(Work to be completed) Would it be possible to quote, exactly and in full, the lines from the one with "Can you see the white" through the end of the entries below?

(The input)
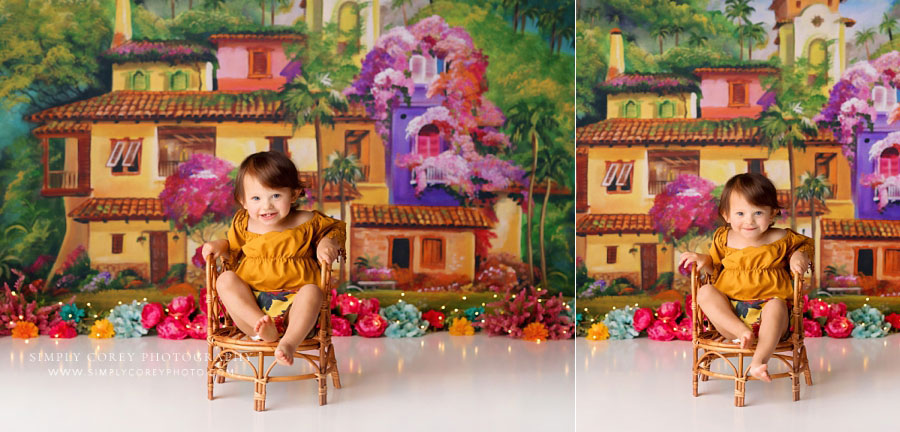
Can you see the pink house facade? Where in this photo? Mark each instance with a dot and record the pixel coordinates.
(731, 92)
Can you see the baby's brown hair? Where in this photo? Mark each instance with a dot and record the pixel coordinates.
(757, 189)
(272, 169)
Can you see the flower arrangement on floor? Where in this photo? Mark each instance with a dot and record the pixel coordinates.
(671, 321)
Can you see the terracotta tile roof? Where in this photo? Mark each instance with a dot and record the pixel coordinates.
(103, 209)
(860, 229)
(594, 224)
(253, 36)
(127, 105)
(622, 131)
(384, 215)
(64, 127)
(784, 199)
(664, 131)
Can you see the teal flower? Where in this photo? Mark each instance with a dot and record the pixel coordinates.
(71, 312)
(126, 320)
(620, 323)
(404, 320)
(868, 323)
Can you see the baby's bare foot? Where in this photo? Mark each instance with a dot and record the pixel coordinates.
(746, 339)
(284, 354)
(265, 329)
(760, 372)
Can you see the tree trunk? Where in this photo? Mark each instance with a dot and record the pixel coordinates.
(531, 208)
(812, 218)
(320, 187)
(791, 195)
(543, 218)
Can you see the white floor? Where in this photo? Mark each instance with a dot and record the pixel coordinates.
(641, 384)
(433, 383)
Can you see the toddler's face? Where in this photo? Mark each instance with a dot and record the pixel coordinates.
(747, 220)
(264, 205)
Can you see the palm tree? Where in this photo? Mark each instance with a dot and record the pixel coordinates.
(342, 169)
(888, 25)
(660, 32)
(863, 37)
(530, 119)
(556, 164)
(739, 11)
(813, 188)
(756, 35)
(315, 95)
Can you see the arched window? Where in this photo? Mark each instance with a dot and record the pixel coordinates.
(631, 110)
(140, 81)
(666, 109)
(428, 141)
(178, 81)
(889, 162)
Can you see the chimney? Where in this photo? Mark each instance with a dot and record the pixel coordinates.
(122, 31)
(616, 54)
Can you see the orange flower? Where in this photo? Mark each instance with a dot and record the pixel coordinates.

(Problem solution)
Can you see the white floor? Where in this photo? Mark each instance with a dot and record the pixel coordinates.
(641, 384)
(433, 383)
Can you see the toddler's face? Where in this photo? Mark each instance with a dot and record the pixel coordinates.
(747, 220)
(264, 205)
Can you see the palm tree? Where in this photo? Mark each instance with a dot and record the pixel coordinates.
(342, 169)
(888, 25)
(660, 32)
(863, 37)
(530, 119)
(556, 164)
(739, 11)
(813, 188)
(756, 35)
(315, 95)
Can you see the arched window? Where in this photo? Mark each instance with a dot and record the pixel coordinates.
(631, 110)
(140, 81)
(666, 109)
(428, 141)
(178, 81)
(889, 162)
Can you see the chimney? Where in this photo? Mark each instance with a dot and record the pixel coordinates.
(122, 31)
(616, 54)
Can you see the orange flower? Where in this photo? Mark each instance with a dot and record the pixel coordinates.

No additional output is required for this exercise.